TAREAS POR REALIZAR:
(A) En el texto sobre los informes presidenciales, ¿qué fue el emblema de Felipe Calderón en su primer informe?
(B) Retoma el texto sobre los informes presidenciales y sigue escribiéndolo a partir de su última oración.

FRAGMENTO DEL DOCUMENTO:
Espérenme tantito, ahí voy
En 2001, Vicente Fox llegó al Congreso con un discurso breve que intentaba sin éxito explicar su visión de “humanismo emprendedor” y justificar el freno de mano que traía puesto. El panista marcó distancia con el presidencialismo autoritario del pasado y apostaba por el diálogo con las distintas fuerzas políticas. No decía que esas fuerzas se le subían a las barbas, sino que ahora había democracia, y por eso algunas cosas –naturalmente– se atoraban. Su tono era defensivo: respondía a la desconfianza y al enojo que comenzaban a gestarse en la opinión pública tras el clima de expectativas incumplidas. Su enemigo no era el pasado ni sus adversarios, sino la decepción. Fue un mensaje sobre la transición cumplida… pero aún en pañales. O estancada.
La guerra como plan de gobierno
En 2007, Felipe Calderón presentó su primer informe como soldado orgulloso de haber ideado una estrategia militar. Su adversario no era político: era el crimen organizado. Su discurso giró en torno a un país sitiado, donde el Estado de derecho debía ser defendido como una plaza amenazada y en el que los mexicanos debían unirse por una sola causa común: la batalla contra el crimen organizado. “Seguridad” y “legalidad” fueron sus palabras ancla y la Plataforma México fue su emblema. La guerra, aunque no siempre nombrada así, se volvió el relato fundacional de su mandato.
Abróchense el cinturón
Enrique Peña Nieto, en contraste, moderó el conflicto pero aceleró la actitud. Parecía decir: “es el momento, 3, 2, 1, ¡despegamos!” En su primer informe insistió en los acuerdos que –según su perspectiva– harían posible la “transformación” (esa palabra tuvo sobre uso en el discurso): reformas educativa, de telecomunicaciones y de competencia económica. Su supermotor ya ronroneando era el Pacto por México, presentado por él como la herramienta democrática para un cambio pactado, plural e institucional. El tono fue tecnocrático, alejado de lo humano, entusiasmado con la mecánica misma del poder y la promesa de la gran transformación. El sonido del motor importaba más que el viaje.

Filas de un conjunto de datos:
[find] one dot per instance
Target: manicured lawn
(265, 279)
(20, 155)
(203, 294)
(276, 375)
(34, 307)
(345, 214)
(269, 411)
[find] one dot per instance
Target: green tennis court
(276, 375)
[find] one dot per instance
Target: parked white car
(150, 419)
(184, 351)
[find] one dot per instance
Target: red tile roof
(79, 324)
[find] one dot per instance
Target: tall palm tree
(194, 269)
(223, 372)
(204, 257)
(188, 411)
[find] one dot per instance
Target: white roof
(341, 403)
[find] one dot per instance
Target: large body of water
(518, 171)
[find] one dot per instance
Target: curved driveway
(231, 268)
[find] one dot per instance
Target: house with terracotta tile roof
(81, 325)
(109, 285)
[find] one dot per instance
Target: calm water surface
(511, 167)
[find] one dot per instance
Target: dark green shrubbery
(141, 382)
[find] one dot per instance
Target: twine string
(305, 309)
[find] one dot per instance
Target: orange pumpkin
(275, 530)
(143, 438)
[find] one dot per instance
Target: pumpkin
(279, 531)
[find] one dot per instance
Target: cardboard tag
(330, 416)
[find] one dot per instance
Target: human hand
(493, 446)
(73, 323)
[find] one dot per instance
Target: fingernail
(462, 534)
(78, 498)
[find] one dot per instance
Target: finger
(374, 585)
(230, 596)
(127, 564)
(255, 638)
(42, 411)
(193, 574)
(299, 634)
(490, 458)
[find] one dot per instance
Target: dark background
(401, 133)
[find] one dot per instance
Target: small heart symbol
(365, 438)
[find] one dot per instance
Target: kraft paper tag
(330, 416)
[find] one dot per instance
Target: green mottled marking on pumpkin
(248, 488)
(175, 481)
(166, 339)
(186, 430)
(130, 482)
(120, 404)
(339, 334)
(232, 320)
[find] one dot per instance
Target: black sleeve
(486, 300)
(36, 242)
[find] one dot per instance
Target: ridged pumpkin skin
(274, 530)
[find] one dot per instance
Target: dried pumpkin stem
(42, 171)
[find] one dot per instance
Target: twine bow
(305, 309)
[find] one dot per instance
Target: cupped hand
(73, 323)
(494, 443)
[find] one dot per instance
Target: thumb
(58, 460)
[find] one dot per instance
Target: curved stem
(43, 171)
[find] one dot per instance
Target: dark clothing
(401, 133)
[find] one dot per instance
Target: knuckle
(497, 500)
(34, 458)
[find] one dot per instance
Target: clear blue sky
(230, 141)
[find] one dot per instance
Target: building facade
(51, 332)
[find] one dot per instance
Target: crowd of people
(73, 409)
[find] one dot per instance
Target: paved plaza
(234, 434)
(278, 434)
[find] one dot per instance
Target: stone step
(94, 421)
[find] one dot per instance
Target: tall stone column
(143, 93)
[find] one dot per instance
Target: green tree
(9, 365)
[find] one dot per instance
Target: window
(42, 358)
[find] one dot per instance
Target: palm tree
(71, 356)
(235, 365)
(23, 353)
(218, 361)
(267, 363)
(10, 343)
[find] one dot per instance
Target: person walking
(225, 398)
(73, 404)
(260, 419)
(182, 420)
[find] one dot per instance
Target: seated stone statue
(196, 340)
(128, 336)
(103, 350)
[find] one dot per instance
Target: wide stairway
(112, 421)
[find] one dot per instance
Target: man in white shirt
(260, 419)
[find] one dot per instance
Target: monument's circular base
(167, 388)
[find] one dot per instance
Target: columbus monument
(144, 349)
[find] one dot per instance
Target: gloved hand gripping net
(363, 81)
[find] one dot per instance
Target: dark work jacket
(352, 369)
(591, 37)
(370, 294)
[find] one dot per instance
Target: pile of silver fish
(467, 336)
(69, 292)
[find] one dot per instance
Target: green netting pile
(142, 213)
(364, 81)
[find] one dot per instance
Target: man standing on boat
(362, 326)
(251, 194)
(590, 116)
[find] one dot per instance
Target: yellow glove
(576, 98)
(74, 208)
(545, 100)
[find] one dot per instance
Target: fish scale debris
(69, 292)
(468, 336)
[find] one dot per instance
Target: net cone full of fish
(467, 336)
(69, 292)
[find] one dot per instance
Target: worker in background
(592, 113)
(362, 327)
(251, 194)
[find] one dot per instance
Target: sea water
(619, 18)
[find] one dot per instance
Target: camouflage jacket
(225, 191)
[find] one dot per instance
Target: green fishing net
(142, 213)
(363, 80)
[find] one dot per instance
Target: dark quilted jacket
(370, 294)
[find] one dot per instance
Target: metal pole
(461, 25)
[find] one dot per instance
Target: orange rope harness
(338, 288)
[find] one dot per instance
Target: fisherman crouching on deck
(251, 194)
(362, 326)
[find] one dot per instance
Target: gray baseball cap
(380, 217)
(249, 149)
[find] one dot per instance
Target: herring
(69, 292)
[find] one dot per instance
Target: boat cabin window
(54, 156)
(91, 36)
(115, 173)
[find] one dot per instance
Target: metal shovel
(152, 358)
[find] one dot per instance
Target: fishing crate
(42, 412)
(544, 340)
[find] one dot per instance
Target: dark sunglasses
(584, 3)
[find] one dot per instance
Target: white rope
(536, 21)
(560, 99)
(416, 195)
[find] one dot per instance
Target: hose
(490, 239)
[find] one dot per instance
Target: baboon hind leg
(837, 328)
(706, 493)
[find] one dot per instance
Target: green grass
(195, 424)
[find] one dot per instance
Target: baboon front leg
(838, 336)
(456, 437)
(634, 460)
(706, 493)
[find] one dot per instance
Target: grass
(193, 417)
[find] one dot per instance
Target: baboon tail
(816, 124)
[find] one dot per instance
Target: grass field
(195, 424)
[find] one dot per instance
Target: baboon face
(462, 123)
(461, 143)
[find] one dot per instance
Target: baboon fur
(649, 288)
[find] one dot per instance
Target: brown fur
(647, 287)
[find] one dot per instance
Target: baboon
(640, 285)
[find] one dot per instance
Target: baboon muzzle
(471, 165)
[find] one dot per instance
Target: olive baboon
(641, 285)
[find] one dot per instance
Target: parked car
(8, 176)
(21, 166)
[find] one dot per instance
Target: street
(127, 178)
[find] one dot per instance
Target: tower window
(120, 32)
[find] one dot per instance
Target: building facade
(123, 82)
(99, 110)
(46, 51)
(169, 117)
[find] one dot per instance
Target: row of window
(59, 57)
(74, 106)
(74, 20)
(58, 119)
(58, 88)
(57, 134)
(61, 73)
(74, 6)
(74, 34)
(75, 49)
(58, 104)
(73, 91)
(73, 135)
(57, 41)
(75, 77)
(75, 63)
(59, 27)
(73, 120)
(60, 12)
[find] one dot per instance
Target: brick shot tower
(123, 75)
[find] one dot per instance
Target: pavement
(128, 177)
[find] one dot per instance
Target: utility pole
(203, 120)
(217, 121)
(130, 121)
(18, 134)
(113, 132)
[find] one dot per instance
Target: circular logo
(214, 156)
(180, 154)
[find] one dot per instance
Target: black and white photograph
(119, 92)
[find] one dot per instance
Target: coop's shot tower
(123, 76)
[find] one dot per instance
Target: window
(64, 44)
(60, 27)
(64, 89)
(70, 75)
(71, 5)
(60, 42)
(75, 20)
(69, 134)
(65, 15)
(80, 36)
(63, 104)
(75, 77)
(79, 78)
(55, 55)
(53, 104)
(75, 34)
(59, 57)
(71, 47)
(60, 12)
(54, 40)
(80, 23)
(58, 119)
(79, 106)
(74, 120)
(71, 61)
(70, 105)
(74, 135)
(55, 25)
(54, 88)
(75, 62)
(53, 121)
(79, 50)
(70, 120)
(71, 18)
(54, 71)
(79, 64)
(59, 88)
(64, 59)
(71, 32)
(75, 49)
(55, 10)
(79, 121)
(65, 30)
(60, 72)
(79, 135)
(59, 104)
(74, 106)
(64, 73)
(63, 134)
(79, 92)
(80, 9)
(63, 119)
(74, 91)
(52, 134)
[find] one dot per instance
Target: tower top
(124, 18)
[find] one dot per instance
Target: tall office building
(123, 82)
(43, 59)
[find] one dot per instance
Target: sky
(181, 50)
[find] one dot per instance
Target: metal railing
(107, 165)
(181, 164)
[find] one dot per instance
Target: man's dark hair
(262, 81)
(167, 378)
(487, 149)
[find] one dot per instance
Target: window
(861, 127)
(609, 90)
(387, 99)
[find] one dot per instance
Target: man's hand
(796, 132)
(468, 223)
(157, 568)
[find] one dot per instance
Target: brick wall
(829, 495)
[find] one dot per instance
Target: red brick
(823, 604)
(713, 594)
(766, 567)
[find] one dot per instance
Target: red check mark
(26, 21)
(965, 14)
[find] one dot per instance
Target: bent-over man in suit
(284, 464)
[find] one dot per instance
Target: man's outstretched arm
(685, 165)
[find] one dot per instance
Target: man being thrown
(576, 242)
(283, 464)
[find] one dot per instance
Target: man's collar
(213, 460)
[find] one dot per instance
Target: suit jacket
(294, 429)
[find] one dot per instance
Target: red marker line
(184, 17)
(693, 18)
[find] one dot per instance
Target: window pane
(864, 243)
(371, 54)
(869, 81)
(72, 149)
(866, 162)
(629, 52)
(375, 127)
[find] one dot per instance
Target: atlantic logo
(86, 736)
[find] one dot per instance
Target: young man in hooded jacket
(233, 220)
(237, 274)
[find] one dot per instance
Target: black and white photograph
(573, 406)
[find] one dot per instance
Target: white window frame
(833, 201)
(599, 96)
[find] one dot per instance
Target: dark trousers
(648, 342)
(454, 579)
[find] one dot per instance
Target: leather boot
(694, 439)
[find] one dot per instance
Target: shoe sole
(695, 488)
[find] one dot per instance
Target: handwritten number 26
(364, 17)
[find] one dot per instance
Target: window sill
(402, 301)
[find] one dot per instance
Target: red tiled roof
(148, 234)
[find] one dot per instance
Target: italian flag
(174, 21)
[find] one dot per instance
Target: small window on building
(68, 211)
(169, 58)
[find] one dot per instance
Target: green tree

RESULTADOS DEL EJERCICIO:
(A) La Plataforma México.

(B)
Consumatum est
Andrés Manuel López Obrador trajo la carga moral. En su primer informe de 2019, el enemigo fue la corrupción, la élite, el viejo poder económico. El lenguaje era confrontativo, impregnado de una ética popular y de denuncia, pero sobre todo, de consumación. Ya llegó el gobierno correcto para el pueblo; ya se separó el poder político del económico; ya recuperamos Texcoco; ya es otro país. No se describía como administrador, sino como redentor. En su relato, la tarea había sido cumplida. Sí: en el primer año (y eso que todavía no hablaba de Dinamarca).
Aceite en el sartén
A Claudia Sheinbaum, en 2025, la tengo demasiado cerca como para hacer una síntesis que exprima su tono como lo hice con los anteriores, pero queda claro que hay inercia con estilo propio. Es la primera que se envuelve en la bandera de la continuidad, paradójicamente, de la transformación. Le gustan esos oxímoron. La corrupción y la noche neoliberal siguió siendo el blanco retórico, el gobierno sigue siendo el correcto y el enemigo tiene dos caras: la de los conservadores y la de los desleales. Lo más importante de su mensaje es que ella tiene por el mango el sartén del poder concentrado en el que puede freír a los unos y a los otros.
Si se mira este recorrido sin la urgencia del presente, aparece un patrón casi literario: cada presidente necesita, en su primer tramo, definir su papel en la historia y justificar por qué fue una buena idea que él –o ella– llegara al poder. Salinas contra la obsolescencia, Zedillo contra la crisis, Fox contra el pasado persistente, Calderón contra el crimen, Peña contra la inmovilidad, López Obrador y Sheinbaum contra la élite. En todos los casos, el adversario no solo justifica el mandato: lo escenifica. Es una figura de contraste que permite narrar el poder como acción moral.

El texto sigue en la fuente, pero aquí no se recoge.